DOCUMENT SEGMENT:
<<<<
The updates, upgrades or what have you will now reach home screens courtesy of such companies as Opus Arte and Kultur. Year by year Shakespeare's Globe in London and the Royal Shakespeare Company in Stratford have  released a number of complete plays on DVD and Blu-ray, shot in live performance.

 

Beyond the Bard's greatest hits, their expanding libraries include rarities previously available only on the "complete" 37-part BBC series from the 1980s. In the process they document the newest approaches to Shakespearean stagecraft. 

 

Last night I watched the 2016 RSC "Cymbeline," all 188 minutes of it (plus extras). It is a play I have never seen in live performance and the language is so densely packed that I made use of the subtitle option to better understand the convoluted text and some of Melly Still's arbitrary directorial choices.

 

"Cymbeline" is late Shakespeare, after he turned away from perfectly structured romantic comedies and heroic tragedies toward more experimental, dreamlike formats. Even so, the overlapping plots contain many of his familiar themes: destructive jealousy, families fragmented but, at length, reunited---plus the relationship between overbearing fathers and helpless daughters.

 

Although this subject obsessed him from "Romeo and Juliet" to "The Tempest," the RSC substitutes a mother/daughter relationship, never a Shakespearean priority. 

 

In design (sets and costumes) this is a defiantly grungy production. What's more, it resexes four of the major roles and rewrites the play to accommodate those gender switches.
>>>>
WHAT TO WORK ON:
(1) Decide whether each statement agrees with the Shakespeare video review, answering yes or no and quoting the deciding words: (a) The 2016 RSC "Cymbeline" runs 188 minutes. (b) The writer had seen "Cymbeline" in live performance before. (c) The production resexes three of the major roles.
(2) From the Shakespeare video review, extract the part starting at "Last night I" and ending at "arbitrary directorial choices.".
(3) List every Shakespeare play that the Shakespeare video review names by title.

DATA SUPPLIED:
<<<<
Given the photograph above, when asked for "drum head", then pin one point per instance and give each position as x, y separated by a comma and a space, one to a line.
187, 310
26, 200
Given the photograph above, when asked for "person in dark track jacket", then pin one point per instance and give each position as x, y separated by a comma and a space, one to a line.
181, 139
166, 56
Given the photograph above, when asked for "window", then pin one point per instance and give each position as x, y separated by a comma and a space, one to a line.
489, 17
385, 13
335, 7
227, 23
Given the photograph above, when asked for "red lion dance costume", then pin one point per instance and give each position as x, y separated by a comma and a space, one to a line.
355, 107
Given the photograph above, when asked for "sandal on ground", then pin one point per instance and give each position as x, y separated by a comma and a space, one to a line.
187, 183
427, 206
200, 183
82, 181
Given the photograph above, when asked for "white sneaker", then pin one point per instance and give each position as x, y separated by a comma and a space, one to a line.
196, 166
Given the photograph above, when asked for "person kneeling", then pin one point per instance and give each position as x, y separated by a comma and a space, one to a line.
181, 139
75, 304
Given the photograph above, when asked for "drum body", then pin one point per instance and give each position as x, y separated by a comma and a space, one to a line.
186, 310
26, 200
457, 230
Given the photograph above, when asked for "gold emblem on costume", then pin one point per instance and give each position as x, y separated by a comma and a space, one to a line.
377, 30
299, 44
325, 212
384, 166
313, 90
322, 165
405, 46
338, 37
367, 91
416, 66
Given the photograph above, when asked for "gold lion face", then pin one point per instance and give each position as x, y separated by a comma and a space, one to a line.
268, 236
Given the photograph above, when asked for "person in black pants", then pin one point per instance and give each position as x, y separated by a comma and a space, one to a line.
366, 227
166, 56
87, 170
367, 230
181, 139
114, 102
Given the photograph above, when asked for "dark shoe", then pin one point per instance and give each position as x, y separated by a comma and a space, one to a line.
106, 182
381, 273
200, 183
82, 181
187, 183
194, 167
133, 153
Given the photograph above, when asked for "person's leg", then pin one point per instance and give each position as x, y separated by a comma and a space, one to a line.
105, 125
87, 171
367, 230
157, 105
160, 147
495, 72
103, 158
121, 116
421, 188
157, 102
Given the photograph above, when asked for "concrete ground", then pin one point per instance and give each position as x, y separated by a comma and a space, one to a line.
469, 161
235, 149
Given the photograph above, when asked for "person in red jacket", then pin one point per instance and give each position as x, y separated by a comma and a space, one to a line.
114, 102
>>>>
TASK-BY-TASK OUTPUTS:
(1)
(a) Yes: "all 188 minutes of it (plus extras)"
(b) No: "It is a play I have never seen in live performance"
(c) No: "it resexes four of the major roles"

(2)
Last night I watched the 2016 RSC "Cymbeline," all 188 minutes of it (plus extras). It is a play I have never seen in live performance and the language is so densely packed that I made use of the subtitle option to better understand the convoluted text and some of Melly Still's arbitrary directorial choices.

(3)
- Cymbeline
- Romeo and Juliet
- The Tempest